Image-backed grounding data:
╭──

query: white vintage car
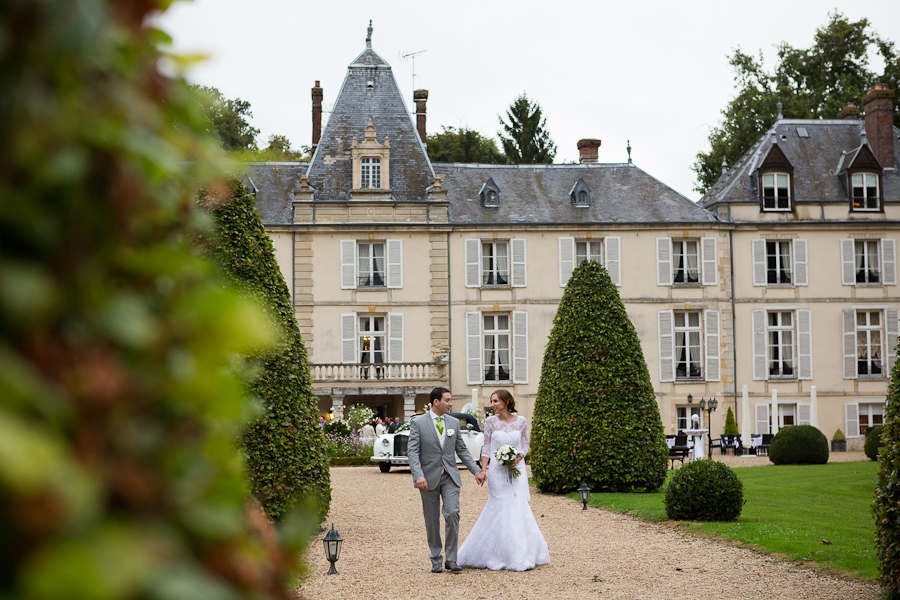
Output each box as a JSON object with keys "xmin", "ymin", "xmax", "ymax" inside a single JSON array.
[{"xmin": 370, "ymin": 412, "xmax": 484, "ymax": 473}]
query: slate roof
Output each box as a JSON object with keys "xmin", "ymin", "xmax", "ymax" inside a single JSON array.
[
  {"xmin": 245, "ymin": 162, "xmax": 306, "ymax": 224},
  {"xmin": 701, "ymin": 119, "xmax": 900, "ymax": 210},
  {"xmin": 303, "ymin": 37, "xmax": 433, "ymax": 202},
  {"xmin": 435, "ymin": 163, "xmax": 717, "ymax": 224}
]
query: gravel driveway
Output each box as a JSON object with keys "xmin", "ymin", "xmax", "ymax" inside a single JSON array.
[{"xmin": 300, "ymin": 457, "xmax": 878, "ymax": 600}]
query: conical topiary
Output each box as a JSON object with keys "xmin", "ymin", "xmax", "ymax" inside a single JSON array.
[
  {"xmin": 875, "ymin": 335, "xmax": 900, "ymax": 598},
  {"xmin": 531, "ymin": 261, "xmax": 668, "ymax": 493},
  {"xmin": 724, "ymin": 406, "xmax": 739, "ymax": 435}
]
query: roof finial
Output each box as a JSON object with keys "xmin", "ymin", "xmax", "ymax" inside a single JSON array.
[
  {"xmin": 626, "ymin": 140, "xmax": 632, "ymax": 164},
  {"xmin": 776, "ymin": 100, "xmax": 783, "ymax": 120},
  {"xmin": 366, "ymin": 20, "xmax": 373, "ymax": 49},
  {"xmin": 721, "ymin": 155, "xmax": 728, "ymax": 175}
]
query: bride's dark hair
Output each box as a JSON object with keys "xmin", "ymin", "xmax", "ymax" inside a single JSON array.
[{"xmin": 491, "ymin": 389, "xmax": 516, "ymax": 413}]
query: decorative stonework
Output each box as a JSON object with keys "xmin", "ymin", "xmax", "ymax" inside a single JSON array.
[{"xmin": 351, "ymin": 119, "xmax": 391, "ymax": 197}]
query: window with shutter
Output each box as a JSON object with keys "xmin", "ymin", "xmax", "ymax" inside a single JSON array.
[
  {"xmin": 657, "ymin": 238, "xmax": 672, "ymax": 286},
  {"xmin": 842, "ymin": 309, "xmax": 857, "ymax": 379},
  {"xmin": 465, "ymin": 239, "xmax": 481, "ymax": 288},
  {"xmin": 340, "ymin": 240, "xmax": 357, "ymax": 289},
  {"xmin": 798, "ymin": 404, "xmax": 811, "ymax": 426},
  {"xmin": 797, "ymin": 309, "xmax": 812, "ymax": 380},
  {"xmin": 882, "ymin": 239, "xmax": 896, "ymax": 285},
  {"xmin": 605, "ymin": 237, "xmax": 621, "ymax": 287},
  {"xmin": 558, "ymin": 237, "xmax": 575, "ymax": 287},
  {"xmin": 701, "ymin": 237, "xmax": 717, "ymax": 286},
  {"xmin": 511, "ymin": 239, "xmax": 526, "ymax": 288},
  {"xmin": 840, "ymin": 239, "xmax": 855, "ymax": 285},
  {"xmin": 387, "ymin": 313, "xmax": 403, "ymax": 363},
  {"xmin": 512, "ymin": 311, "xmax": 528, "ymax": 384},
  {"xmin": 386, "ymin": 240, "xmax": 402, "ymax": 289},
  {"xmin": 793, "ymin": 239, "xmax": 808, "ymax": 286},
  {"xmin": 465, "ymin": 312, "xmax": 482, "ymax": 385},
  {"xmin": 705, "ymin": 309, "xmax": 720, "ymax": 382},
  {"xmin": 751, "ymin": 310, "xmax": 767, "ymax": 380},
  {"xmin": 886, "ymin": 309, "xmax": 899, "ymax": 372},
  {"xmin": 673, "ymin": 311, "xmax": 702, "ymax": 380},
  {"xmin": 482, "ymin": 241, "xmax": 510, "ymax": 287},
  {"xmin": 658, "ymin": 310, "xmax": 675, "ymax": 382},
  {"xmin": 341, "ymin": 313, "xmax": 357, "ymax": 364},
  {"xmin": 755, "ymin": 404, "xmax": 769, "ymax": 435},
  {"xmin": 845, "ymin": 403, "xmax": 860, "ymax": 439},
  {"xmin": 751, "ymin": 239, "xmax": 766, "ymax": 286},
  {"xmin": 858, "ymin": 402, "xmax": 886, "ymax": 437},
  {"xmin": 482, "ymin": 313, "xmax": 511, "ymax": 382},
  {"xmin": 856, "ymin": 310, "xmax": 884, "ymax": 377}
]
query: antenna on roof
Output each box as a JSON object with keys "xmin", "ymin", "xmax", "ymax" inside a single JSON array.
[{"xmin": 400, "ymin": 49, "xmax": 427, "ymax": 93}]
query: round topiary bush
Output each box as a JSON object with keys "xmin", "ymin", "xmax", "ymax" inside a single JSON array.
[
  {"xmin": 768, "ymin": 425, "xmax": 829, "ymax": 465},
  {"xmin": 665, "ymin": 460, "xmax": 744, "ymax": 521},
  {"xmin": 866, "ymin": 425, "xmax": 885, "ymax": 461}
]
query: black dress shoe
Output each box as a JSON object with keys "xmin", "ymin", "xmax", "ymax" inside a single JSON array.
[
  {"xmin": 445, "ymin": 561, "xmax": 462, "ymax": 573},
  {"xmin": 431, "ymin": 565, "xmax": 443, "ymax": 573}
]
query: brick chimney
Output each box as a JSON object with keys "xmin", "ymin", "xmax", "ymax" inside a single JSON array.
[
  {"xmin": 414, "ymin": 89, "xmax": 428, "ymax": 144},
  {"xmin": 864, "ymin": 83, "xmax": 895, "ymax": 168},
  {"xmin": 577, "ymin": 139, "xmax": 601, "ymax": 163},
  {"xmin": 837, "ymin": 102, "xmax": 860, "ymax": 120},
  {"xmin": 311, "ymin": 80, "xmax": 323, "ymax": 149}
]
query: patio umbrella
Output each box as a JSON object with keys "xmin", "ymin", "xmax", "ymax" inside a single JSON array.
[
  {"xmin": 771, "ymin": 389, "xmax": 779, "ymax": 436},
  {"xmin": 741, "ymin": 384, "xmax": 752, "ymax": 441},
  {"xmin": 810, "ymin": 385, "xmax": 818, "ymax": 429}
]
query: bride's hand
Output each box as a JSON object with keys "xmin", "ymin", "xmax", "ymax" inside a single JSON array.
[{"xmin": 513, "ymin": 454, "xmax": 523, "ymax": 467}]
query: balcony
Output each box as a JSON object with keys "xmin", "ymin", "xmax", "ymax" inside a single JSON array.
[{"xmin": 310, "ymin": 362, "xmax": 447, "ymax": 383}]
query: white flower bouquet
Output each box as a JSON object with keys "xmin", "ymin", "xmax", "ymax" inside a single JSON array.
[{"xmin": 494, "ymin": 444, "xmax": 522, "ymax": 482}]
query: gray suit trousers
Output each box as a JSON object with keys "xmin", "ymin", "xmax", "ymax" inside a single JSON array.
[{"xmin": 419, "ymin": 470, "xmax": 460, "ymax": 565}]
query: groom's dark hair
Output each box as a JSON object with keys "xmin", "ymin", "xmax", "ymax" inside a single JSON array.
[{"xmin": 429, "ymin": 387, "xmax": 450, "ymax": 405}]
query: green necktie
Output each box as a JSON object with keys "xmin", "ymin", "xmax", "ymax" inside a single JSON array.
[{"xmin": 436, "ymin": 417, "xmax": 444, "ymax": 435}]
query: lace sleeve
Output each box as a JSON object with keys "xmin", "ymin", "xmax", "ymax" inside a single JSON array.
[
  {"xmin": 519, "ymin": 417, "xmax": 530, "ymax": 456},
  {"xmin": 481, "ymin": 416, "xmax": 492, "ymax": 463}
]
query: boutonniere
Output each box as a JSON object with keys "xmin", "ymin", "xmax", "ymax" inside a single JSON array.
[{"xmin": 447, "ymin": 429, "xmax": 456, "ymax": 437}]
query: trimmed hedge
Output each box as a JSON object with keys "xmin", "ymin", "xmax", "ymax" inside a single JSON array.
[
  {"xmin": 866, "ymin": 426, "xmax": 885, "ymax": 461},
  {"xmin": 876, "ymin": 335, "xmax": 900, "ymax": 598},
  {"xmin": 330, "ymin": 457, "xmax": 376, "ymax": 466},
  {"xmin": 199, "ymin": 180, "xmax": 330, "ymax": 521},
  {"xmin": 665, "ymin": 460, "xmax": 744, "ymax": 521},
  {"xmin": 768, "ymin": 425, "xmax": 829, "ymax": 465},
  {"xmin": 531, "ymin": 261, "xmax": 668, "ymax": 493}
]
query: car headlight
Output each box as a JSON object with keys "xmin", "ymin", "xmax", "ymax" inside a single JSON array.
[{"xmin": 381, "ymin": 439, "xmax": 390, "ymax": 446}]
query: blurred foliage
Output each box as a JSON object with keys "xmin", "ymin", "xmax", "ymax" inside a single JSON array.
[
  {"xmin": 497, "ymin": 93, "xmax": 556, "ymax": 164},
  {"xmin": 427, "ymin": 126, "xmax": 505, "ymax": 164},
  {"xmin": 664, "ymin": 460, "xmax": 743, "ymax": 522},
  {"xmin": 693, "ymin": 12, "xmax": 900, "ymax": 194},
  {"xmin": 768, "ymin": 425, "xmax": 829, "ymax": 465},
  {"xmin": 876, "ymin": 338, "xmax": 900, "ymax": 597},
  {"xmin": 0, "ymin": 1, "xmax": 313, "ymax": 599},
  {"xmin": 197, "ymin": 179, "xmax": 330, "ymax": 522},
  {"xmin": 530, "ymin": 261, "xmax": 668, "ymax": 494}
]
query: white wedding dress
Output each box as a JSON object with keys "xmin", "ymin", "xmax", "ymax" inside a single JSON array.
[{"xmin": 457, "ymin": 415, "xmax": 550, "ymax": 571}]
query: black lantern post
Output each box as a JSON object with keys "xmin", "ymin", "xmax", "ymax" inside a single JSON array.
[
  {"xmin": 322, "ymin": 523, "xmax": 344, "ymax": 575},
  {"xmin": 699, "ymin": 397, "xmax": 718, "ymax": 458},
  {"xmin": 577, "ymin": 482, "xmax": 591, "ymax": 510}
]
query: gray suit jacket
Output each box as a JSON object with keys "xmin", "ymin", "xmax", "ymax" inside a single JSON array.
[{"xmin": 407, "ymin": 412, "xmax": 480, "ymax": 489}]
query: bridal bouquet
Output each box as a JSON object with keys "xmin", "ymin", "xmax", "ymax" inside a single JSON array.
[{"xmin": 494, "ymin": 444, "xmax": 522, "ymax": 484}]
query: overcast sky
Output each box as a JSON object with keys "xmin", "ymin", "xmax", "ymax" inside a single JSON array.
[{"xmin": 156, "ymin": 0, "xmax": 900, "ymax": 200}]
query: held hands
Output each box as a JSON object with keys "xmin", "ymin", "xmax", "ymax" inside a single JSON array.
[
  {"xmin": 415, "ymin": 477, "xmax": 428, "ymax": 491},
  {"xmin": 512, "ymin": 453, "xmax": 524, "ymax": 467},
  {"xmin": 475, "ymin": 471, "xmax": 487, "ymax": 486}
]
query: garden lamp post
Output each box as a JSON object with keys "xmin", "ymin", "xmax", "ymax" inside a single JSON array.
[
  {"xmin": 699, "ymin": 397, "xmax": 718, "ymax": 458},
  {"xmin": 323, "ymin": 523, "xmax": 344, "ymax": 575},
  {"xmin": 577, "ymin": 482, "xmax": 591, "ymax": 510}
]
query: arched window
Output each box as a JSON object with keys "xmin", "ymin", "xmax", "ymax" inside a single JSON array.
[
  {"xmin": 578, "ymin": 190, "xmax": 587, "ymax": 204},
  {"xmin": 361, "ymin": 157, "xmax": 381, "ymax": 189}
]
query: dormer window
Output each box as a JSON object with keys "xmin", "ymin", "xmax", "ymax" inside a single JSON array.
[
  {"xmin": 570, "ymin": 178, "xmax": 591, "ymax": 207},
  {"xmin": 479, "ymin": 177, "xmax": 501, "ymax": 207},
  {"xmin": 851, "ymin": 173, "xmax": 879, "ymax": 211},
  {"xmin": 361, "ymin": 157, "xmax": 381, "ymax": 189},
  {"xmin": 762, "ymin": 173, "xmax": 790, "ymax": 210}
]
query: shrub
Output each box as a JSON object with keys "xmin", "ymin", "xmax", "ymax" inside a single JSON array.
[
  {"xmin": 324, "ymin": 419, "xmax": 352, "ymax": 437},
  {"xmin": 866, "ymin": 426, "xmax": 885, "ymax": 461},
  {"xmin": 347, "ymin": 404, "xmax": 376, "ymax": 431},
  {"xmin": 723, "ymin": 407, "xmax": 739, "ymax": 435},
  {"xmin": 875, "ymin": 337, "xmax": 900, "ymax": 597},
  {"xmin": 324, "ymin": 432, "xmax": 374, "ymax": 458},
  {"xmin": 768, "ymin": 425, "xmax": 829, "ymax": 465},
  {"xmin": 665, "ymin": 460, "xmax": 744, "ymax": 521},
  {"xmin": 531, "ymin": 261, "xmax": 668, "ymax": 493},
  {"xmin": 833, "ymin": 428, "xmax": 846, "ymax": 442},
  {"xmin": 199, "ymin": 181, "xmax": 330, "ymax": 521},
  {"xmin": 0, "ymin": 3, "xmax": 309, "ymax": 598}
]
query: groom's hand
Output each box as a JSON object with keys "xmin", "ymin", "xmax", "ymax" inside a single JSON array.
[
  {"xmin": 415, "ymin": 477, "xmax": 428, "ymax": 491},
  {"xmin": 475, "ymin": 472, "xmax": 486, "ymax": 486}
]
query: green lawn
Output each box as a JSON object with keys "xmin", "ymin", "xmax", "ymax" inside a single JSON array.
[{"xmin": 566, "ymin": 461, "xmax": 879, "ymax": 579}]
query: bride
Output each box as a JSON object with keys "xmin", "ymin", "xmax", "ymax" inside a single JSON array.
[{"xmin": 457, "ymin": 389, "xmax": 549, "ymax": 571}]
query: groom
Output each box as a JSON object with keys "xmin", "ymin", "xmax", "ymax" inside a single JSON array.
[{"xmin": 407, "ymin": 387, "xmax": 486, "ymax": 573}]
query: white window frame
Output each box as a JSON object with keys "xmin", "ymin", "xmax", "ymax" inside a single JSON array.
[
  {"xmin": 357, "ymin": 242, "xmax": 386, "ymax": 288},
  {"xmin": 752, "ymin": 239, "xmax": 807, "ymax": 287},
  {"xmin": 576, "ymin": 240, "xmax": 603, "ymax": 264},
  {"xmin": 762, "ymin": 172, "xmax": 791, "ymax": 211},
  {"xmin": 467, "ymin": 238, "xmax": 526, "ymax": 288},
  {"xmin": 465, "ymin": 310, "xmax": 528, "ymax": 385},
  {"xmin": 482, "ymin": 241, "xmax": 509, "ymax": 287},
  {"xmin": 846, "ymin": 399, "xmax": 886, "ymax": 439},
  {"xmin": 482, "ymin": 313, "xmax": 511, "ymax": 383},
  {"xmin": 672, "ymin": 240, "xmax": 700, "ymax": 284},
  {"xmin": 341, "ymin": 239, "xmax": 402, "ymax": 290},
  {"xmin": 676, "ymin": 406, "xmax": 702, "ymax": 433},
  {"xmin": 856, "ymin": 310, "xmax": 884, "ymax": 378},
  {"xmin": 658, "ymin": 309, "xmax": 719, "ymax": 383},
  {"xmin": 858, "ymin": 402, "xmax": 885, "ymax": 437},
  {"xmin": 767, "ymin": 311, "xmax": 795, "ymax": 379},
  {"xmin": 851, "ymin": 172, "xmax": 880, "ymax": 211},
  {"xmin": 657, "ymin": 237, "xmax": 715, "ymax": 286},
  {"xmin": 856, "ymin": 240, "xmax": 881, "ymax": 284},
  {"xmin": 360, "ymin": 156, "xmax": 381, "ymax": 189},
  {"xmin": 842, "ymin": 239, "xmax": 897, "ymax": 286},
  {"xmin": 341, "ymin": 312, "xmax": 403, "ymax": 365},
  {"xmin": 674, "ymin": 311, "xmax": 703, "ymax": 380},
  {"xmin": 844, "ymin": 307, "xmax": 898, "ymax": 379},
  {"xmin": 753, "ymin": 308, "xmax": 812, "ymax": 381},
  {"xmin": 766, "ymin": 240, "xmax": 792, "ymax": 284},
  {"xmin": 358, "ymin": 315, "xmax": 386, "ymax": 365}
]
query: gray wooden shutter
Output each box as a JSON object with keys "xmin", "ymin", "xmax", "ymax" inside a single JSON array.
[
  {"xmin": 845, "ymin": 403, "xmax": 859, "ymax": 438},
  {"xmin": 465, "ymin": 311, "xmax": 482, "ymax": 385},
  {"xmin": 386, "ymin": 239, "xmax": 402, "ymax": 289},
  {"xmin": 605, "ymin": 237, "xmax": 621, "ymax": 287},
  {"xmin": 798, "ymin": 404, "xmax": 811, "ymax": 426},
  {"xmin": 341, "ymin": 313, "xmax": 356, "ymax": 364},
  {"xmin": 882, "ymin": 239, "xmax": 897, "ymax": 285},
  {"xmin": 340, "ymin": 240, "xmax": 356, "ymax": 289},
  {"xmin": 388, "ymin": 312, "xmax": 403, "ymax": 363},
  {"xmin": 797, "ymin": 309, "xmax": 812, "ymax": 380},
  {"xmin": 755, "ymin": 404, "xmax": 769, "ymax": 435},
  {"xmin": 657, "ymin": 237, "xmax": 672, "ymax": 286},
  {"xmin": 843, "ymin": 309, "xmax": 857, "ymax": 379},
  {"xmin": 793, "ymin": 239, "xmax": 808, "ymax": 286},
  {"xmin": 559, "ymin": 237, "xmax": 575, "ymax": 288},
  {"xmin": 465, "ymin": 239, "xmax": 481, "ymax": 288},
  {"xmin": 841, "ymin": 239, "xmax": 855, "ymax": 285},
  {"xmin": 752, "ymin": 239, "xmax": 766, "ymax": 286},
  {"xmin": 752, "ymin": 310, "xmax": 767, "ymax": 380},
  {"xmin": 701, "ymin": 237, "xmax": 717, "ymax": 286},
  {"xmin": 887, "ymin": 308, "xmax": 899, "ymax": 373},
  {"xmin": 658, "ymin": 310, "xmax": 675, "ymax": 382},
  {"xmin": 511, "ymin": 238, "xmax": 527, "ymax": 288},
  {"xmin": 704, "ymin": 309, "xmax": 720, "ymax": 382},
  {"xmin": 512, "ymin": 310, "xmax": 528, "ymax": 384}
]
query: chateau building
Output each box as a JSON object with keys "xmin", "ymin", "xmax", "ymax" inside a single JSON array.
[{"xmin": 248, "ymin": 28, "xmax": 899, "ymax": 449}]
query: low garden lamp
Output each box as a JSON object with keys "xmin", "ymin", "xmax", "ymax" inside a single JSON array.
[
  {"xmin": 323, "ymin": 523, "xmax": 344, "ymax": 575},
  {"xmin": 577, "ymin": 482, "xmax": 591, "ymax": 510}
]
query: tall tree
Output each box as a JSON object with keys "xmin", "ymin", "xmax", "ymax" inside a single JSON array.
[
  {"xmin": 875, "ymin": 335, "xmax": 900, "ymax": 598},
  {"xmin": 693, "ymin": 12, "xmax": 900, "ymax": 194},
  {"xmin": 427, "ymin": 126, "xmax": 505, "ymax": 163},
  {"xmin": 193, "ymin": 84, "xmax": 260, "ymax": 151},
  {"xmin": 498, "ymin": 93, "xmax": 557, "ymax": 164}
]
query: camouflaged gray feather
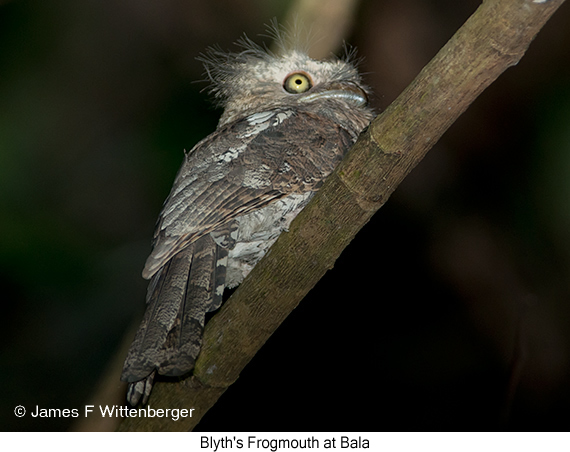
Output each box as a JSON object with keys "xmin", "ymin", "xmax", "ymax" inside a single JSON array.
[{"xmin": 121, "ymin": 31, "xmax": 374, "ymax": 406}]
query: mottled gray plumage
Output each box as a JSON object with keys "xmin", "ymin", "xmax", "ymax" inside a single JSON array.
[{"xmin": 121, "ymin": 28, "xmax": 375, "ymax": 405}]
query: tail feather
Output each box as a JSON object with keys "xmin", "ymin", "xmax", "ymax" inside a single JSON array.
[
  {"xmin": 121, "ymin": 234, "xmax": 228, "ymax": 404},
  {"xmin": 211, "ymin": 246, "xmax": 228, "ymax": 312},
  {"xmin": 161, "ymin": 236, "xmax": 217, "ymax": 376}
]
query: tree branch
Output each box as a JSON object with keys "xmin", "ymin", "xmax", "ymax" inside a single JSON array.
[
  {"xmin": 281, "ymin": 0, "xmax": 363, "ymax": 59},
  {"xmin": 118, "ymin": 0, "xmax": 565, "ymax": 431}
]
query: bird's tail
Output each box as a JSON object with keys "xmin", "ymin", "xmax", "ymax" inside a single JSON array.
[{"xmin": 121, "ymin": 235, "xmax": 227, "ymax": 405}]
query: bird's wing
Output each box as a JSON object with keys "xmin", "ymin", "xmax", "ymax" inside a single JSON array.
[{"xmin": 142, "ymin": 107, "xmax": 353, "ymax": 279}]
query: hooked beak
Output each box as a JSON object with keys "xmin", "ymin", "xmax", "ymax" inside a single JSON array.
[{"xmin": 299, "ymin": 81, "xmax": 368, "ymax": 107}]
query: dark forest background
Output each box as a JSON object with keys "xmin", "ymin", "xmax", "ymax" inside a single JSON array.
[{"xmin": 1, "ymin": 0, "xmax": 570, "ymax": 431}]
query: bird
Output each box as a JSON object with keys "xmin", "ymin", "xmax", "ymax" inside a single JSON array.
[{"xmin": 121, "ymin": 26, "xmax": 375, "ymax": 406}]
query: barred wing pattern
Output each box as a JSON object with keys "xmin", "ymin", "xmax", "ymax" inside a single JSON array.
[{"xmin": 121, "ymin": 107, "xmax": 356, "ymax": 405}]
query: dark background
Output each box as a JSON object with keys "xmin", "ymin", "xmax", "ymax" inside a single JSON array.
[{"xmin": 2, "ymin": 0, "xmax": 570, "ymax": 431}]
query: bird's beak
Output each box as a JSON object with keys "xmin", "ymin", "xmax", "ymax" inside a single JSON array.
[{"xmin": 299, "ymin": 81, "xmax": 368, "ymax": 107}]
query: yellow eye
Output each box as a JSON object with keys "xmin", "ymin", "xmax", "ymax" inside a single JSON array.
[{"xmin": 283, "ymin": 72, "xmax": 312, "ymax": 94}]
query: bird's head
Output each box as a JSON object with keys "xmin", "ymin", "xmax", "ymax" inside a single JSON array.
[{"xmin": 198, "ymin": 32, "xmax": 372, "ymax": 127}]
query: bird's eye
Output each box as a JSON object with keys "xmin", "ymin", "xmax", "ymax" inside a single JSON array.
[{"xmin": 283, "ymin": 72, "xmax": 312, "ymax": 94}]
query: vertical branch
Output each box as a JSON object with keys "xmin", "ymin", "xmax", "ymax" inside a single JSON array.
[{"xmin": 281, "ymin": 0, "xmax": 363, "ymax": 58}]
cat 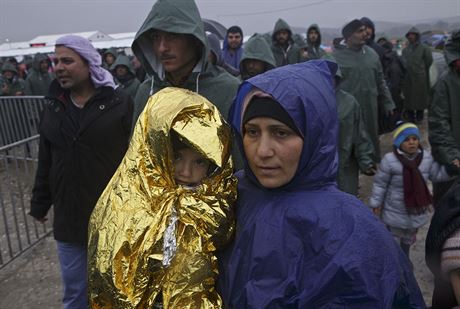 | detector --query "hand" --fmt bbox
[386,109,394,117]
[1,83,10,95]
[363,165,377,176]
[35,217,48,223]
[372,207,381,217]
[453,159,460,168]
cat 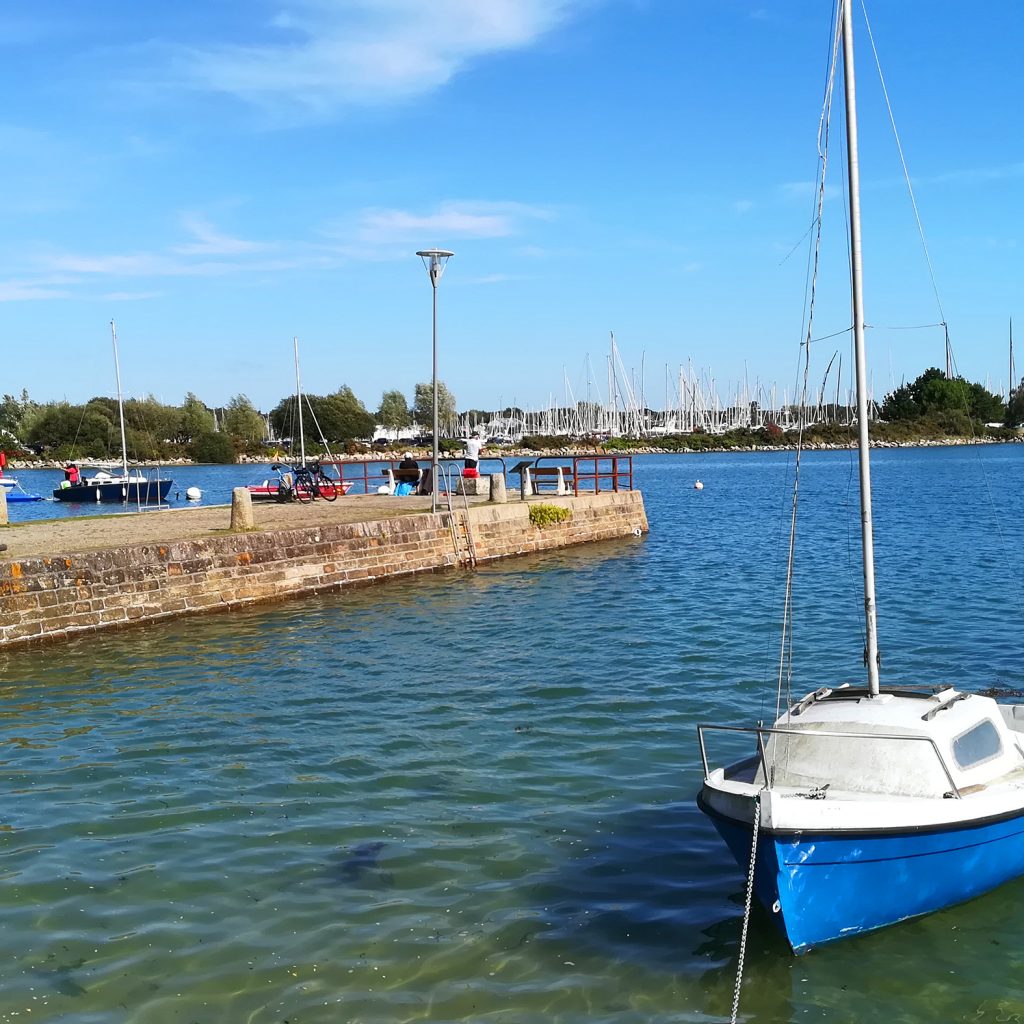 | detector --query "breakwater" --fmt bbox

╰──

▶ **TASK DIRECTIONS**
Wherever a line of the data holds "dark", copy that line.

▶ **SOLUTION**
query: bride's dark hair
query: groom's dark hair
query: dark forest background
query: dark background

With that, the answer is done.